- [EXERCISE DETAILS]
Of the lines below, write out exactly those from the line with "woman's bare foot -> box" through the line with "woman's dark hair -> box", both included, and skip the rest.

- [DATA FOR PROCESSING]
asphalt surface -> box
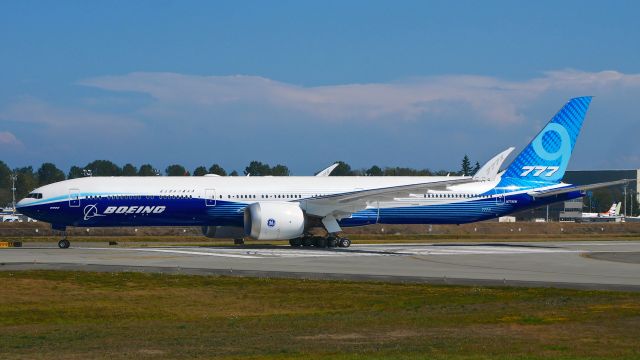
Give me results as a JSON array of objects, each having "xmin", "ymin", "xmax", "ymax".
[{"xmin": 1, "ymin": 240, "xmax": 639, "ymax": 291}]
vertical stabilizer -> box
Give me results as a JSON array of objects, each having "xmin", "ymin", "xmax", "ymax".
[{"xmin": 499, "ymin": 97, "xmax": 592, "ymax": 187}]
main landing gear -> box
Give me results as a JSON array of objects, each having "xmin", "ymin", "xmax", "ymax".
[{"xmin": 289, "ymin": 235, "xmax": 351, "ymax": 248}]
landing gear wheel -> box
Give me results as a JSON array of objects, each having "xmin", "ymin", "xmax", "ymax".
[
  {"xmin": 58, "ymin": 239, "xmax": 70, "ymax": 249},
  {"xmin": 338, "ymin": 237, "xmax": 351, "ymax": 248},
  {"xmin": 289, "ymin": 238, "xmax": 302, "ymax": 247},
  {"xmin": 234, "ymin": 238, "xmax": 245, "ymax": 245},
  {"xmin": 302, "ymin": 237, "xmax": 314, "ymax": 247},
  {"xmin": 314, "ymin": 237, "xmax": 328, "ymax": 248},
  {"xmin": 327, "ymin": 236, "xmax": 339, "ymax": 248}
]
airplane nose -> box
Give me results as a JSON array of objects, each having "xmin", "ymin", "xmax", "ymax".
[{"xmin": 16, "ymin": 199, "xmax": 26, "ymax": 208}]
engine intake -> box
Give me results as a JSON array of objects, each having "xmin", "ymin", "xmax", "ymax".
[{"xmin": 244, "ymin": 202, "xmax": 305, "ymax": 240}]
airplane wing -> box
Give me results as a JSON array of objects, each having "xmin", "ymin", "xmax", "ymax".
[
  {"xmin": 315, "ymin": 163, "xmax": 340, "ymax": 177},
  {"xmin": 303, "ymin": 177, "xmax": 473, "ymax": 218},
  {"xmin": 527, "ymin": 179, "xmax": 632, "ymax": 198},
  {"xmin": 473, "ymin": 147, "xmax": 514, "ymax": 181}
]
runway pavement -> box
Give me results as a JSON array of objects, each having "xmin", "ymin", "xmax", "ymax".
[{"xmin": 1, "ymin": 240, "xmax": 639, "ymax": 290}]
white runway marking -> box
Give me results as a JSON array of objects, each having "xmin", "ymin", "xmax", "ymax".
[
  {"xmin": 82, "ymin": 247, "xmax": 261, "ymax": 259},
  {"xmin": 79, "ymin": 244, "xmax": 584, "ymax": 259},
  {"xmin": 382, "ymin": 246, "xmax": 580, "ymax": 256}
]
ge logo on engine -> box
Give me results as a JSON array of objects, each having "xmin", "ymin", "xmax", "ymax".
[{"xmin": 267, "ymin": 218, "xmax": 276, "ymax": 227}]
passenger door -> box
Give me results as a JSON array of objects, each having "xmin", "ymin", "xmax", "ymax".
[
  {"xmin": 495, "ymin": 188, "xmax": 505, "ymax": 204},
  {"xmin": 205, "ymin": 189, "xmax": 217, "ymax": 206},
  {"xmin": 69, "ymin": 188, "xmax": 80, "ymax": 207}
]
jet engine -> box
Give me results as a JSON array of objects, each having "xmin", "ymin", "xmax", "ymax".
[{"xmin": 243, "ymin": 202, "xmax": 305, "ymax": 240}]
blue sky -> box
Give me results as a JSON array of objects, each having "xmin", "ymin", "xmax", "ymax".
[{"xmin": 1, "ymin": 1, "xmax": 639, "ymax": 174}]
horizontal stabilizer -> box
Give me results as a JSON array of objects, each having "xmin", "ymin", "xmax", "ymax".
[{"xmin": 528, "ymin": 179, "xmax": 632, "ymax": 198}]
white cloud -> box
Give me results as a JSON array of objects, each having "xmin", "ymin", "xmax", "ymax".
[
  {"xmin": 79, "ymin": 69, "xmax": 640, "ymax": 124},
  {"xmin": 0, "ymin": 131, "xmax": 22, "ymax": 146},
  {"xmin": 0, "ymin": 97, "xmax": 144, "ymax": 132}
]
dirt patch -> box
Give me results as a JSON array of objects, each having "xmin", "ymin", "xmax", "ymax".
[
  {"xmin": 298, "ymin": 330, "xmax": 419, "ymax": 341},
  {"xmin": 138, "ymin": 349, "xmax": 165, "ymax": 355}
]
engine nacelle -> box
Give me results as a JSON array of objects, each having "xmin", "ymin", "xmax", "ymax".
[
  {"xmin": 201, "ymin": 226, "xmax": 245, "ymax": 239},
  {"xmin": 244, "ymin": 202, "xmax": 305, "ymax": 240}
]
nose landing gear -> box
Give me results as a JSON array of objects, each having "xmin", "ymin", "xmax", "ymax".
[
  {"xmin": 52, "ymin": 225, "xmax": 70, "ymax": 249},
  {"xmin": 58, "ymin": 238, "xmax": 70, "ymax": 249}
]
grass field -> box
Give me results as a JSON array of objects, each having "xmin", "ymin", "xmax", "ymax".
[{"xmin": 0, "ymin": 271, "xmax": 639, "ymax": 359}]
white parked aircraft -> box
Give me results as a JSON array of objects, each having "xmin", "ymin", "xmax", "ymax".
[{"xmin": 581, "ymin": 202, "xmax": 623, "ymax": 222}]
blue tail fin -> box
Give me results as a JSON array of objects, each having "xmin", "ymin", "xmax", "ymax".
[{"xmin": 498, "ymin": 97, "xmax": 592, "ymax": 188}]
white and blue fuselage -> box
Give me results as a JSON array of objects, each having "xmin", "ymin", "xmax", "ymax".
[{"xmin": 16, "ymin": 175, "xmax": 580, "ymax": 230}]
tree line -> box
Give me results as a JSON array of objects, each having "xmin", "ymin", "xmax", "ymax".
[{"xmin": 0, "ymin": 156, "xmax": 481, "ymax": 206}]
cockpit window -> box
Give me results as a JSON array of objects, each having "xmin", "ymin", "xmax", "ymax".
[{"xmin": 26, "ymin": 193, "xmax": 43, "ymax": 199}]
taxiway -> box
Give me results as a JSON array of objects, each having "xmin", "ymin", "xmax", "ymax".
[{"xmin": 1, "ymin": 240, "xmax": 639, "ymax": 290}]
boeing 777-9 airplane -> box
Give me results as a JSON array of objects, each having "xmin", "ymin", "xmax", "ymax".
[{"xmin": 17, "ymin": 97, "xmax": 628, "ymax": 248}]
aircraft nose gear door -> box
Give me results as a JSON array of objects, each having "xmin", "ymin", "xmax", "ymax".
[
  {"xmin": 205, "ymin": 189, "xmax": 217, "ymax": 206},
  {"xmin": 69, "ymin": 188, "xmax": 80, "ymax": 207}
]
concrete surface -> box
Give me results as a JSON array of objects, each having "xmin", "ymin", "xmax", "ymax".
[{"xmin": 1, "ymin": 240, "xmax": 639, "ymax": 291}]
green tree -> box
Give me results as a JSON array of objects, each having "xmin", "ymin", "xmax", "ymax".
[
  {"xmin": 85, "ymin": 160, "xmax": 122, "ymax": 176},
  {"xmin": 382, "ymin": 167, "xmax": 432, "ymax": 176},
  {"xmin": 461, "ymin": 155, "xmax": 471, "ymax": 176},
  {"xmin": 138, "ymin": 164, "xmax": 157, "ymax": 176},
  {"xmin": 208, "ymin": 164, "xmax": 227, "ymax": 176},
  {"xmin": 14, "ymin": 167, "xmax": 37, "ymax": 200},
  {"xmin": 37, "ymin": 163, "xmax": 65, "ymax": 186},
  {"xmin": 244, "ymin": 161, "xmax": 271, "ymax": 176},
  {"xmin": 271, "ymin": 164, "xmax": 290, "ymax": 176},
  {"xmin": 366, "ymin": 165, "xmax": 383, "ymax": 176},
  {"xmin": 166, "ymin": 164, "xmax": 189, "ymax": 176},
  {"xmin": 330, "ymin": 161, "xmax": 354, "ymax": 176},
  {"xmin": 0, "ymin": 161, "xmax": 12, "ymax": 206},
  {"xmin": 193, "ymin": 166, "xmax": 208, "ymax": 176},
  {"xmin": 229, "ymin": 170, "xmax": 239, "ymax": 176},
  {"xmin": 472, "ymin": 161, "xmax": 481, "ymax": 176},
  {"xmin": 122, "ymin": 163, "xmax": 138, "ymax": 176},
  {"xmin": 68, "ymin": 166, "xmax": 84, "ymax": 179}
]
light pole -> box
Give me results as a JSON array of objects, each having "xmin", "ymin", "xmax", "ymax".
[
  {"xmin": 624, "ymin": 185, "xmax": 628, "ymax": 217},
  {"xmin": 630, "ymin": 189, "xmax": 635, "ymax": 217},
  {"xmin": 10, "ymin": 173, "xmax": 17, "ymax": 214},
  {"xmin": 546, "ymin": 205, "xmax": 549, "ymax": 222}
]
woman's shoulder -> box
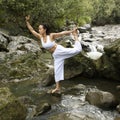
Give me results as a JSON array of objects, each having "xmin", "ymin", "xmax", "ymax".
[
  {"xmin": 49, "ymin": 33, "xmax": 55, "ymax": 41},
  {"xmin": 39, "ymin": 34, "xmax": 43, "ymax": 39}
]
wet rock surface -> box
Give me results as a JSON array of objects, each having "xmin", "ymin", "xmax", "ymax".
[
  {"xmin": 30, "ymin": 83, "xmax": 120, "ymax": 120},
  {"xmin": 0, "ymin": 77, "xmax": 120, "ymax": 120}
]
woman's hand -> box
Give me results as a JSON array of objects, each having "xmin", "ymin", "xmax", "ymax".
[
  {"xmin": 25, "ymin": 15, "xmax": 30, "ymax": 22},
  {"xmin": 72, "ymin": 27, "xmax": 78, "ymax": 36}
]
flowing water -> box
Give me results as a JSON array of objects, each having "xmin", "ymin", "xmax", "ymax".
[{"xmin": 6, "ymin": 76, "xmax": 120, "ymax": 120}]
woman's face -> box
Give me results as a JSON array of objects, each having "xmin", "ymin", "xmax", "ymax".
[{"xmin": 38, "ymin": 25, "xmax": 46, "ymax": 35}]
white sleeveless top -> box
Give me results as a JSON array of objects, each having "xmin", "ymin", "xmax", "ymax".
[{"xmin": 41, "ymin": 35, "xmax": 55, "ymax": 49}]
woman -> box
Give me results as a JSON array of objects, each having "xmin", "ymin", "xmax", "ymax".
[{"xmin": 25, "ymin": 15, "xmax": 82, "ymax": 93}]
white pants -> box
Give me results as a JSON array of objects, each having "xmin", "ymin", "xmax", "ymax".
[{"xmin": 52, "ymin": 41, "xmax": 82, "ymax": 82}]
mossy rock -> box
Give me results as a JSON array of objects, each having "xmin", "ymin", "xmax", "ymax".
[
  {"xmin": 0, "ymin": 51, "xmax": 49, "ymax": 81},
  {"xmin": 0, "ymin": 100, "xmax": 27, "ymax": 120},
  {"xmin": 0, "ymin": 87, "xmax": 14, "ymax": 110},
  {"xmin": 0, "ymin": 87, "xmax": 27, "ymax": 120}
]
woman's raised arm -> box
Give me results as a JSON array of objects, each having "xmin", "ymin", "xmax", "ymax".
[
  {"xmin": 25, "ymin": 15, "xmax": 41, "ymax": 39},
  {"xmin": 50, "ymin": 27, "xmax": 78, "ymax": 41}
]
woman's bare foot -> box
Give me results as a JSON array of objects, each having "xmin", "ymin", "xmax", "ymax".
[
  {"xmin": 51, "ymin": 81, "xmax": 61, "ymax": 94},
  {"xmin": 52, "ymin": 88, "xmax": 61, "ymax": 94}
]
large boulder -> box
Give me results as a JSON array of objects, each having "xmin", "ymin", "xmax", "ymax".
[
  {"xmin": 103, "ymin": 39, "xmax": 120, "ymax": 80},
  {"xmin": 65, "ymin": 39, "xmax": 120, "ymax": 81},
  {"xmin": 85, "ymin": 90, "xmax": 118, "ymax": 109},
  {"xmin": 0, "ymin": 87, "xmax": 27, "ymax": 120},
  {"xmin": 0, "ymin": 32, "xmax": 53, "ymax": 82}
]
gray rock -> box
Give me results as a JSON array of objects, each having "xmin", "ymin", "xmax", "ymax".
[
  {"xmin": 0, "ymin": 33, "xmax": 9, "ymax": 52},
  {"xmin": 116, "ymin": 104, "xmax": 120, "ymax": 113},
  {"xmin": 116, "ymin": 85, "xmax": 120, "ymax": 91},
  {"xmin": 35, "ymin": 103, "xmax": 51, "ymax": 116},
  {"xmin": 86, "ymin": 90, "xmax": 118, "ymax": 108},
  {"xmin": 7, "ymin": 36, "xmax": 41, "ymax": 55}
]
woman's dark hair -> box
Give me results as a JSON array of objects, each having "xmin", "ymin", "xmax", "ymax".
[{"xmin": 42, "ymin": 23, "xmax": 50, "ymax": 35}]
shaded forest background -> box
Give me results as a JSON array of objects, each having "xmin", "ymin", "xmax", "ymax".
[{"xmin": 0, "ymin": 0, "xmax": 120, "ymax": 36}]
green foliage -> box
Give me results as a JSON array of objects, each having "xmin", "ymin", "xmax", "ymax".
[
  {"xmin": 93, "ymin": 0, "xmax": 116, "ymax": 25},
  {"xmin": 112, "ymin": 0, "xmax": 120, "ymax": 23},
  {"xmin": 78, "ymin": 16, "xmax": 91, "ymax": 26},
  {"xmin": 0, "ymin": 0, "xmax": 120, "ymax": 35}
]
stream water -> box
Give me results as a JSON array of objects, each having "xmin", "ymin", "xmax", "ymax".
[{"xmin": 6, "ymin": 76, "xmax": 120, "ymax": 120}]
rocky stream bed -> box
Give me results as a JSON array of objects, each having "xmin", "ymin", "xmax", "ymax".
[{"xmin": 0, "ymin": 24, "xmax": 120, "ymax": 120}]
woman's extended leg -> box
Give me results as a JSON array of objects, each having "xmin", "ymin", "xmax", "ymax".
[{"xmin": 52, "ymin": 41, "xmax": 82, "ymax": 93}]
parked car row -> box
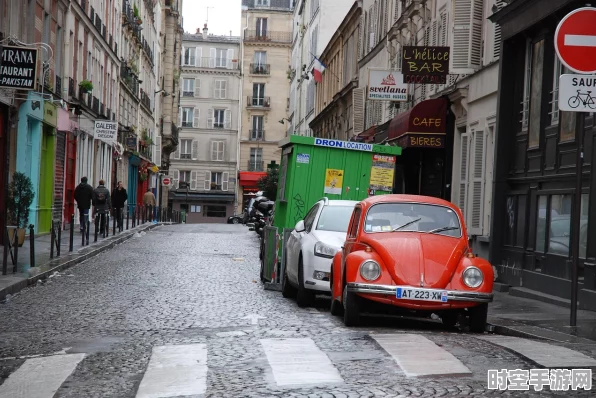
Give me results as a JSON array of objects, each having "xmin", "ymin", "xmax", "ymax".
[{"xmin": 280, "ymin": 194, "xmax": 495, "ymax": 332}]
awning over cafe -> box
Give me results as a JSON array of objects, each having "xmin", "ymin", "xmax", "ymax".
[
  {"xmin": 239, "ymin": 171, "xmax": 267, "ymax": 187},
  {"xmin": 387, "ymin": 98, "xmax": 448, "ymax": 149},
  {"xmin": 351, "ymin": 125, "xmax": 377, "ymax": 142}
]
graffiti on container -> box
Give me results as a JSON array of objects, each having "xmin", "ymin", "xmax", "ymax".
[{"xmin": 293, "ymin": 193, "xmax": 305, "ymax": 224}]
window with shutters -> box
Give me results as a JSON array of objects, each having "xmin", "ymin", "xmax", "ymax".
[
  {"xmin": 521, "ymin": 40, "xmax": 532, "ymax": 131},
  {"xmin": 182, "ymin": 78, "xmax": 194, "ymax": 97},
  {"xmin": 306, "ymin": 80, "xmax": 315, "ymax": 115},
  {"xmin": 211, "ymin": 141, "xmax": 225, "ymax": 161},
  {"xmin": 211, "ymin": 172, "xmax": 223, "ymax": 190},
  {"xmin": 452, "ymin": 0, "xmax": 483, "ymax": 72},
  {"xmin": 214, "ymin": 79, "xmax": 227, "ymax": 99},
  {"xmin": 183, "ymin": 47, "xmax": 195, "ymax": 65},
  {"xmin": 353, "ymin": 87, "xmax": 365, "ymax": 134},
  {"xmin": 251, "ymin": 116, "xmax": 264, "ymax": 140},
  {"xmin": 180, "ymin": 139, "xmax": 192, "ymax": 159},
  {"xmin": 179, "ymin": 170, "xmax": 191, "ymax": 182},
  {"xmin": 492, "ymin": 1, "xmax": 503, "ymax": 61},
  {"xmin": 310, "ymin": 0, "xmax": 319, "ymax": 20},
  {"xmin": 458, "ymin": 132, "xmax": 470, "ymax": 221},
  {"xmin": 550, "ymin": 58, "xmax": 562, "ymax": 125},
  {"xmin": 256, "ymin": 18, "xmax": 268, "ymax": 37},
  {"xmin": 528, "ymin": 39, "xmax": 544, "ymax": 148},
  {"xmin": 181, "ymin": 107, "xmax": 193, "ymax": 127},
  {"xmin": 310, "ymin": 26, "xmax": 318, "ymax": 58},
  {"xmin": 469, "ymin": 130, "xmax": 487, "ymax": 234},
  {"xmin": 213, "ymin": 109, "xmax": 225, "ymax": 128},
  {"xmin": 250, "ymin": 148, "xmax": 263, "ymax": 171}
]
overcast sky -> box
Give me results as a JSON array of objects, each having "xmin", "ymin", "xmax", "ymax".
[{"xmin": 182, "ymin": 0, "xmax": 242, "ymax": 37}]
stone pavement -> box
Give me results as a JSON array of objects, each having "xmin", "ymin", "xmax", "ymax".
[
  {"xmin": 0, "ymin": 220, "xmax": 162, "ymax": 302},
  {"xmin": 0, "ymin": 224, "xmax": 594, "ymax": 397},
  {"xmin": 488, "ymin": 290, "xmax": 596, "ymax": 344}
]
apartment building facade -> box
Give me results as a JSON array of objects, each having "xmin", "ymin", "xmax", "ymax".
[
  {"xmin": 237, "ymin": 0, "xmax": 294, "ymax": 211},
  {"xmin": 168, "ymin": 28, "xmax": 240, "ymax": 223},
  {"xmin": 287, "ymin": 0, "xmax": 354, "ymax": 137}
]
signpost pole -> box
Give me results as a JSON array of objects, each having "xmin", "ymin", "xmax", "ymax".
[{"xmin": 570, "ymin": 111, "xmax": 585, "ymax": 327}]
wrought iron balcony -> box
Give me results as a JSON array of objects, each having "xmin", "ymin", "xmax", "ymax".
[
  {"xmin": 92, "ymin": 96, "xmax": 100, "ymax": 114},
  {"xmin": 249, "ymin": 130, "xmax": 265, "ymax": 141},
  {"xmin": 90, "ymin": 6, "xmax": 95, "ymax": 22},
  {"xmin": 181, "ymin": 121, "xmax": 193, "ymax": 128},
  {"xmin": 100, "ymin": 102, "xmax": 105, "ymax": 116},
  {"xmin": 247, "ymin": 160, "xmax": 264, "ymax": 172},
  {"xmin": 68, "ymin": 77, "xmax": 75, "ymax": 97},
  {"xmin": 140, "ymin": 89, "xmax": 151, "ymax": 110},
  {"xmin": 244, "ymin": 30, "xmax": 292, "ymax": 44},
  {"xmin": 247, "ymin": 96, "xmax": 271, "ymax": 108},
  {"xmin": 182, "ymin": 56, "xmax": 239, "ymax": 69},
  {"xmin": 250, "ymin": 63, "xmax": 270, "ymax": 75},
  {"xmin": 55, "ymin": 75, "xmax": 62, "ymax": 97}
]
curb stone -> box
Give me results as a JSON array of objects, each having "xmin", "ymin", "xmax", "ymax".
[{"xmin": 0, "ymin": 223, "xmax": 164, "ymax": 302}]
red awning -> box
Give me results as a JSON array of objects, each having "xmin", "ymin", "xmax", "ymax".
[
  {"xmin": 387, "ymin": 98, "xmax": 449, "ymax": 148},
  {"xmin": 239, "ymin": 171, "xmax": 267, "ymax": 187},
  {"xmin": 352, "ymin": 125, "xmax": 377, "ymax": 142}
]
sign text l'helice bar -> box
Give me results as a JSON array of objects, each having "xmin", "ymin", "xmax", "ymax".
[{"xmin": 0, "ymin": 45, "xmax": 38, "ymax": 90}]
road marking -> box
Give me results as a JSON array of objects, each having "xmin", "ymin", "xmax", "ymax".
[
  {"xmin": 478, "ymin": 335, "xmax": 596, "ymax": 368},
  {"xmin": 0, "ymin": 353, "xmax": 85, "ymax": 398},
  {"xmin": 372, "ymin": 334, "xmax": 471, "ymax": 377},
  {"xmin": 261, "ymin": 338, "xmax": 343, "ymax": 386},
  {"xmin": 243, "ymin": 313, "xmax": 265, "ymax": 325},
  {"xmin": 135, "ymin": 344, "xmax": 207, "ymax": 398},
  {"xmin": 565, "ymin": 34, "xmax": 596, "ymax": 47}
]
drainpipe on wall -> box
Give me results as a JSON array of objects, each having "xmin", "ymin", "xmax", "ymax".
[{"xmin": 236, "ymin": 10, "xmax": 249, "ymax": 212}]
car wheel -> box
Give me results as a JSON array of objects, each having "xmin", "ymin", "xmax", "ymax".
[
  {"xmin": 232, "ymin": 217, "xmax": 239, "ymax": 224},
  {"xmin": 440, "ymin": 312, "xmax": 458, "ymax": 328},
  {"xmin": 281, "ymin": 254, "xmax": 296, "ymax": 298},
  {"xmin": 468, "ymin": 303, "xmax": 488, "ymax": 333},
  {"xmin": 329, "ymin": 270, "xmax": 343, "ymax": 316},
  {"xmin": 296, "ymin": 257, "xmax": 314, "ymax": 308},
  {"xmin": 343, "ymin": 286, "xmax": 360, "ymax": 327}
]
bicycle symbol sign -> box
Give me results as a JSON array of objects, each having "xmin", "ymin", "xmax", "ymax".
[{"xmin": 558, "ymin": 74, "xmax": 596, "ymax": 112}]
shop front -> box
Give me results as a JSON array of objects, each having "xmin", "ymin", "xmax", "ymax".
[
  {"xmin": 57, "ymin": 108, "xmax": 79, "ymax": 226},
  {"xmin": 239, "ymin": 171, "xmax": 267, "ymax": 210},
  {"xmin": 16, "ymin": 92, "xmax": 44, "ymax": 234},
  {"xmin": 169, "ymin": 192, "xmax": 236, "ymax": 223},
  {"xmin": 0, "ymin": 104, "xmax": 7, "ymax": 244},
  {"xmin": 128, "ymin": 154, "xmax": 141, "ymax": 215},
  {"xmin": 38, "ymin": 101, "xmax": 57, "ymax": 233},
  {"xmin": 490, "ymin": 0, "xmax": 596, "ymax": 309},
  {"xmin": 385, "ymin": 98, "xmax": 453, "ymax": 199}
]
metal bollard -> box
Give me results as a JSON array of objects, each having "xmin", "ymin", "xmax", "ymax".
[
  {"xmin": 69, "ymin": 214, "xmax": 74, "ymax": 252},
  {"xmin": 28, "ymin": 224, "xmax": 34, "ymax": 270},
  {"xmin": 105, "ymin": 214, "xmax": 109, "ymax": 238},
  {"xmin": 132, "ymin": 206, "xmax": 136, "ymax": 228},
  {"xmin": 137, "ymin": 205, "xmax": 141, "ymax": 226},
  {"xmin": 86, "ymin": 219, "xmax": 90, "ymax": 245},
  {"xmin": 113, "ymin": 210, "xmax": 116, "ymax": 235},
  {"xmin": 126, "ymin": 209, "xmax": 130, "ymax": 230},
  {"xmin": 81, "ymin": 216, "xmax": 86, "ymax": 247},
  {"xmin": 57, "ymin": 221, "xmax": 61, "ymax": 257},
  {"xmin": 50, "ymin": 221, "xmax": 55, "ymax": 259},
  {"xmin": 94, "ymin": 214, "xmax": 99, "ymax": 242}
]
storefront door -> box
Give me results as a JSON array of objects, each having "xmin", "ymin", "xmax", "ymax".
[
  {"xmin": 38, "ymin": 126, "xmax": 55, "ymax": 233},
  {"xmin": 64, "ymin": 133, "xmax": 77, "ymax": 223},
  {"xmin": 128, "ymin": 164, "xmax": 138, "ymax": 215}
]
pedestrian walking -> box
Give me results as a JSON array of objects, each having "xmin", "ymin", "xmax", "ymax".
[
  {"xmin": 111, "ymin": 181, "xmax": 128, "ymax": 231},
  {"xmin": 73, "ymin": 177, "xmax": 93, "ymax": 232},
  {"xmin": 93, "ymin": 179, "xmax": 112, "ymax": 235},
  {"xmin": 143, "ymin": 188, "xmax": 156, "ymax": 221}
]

- [OUTPUT FOR THIS TASK]
woman's bare foot -> box
Give me results as a JSON array of objects, each having "xmin", "ymin", "xmax", "ymax".
[
  {"xmin": 51, "ymin": 81, "xmax": 61, "ymax": 94},
  {"xmin": 52, "ymin": 88, "xmax": 61, "ymax": 94}
]
large boulder -> box
Give me results as a JSON array of objects, each having "xmin", "ymin", "xmax", "ymax".
[
  {"xmin": 103, "ymin": 39, "xmax": 120, "ymax": 80},
  {"xmin": 65, "ymin": 39, "xmax": 120, "ymax": 81},
  {"xmin": 85, "ymin": 90, "xmax": 118, "ymax": 109},
  {"xmin": 0, "ymin": 87, "xmax": 27, "ymax": 120},
  {"xmin": 0, "ymin": 32, "xmax": 53, "ymax": 82}
]
gray rock -> box
Give me results as a JSON array of objects, each having "xmin", "ymin", "xmax", "ymax".
[
  {"xmin": 0, "ymin": 33, "xmax": 9, "ymax": 52},
  {"xmin": 116, "ymin": 104, "xmax": 120, "ymax": 113},
  {"xmin": 116, "ymin": 85, "xmax": 120, "ymax": 91},
  {"xmin": 35, "ymin": 103, "xmax": 51, "ymax": 116},
  {"xmin": 86, "ymin": 90, "xmax": 118, "ymax": 108},
  {"xmin": 7, "ymin": 36, "xmax": 41, "ymax": 55}
]
woman's dark hair -> box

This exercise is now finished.